You can configure Prometheus to start on the port you wish, default is 9090.

In the machine where Prometheus runs, you can check that all processes are correctly detected by visiting http://localhost:9090/targets.

Grafana

First Start Grafana. By default, it is accessible at port 3000. You can define your own specific port using the GF_SERVER_HTTP_PORT environnement variable.

Choose an admin/password and perform basic install steps.

Add a Prometheus DataSource in Grafana pointing to the Prometheus instance defined in the previous step.

The Grafana Dashboard

A simple dashboard has been published on the Grafana website.
It can be simply imported with the Grafana UI by following steps:

  • In the left menu, select Dashboard > Import
  • In the "Grafana.com Dashboard" text field, enter the dashboard ID 9817

The new dashboard should be available and show something like the image below.

Advanced Dashboard

For power users who want to gather and display more info about their server, we have also prepared a dashboard with additional gauges.

# # # #

*Written instruction A:* Write out the portion of the Grafana setup guide between "Add a Prometheus" and "the Grafana website.", inclusive.
*Written instruction B:* In the Grafana setup guide, what dashboard ID goes into the "Grafana.com Dashboard" text field?
*Written instruction C:* Carry the Grafana setup guide on from its final sentence.
The items that follow have no connection to the Grafana setup guide.

# # # #

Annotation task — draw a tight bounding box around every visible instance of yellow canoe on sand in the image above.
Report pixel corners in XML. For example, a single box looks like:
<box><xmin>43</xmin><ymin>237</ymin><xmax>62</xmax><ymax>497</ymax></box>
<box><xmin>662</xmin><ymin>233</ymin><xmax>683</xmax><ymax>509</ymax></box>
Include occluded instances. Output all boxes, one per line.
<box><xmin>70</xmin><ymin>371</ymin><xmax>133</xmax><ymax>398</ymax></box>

# # # #

*Reply A:*
Add a Prometheus DataSource in Grafana pointing to the Prometheus instance defined in the previous step.

The Grafana Dashboard

A simple dashboard has been published on the Grafana website.

*Reply B:* 9817

*Reply C:*
This section describes the required configuration to display them in a more complete Grafana dashboard.

Prerequisites

  • Download and install the Node Exporter application,
  • Import this Dashboard (ID: 15153) in your Grafana instance.

System metrics

Append this configuration to your prometheus.yml to enable prometheus to collect and scrape the metrics.

  - job_name: 'node_exporter'
    static_configs:
    - targets: ['localhost:9100']

To run the node_exporter, it is advised to create a service file and use systemd.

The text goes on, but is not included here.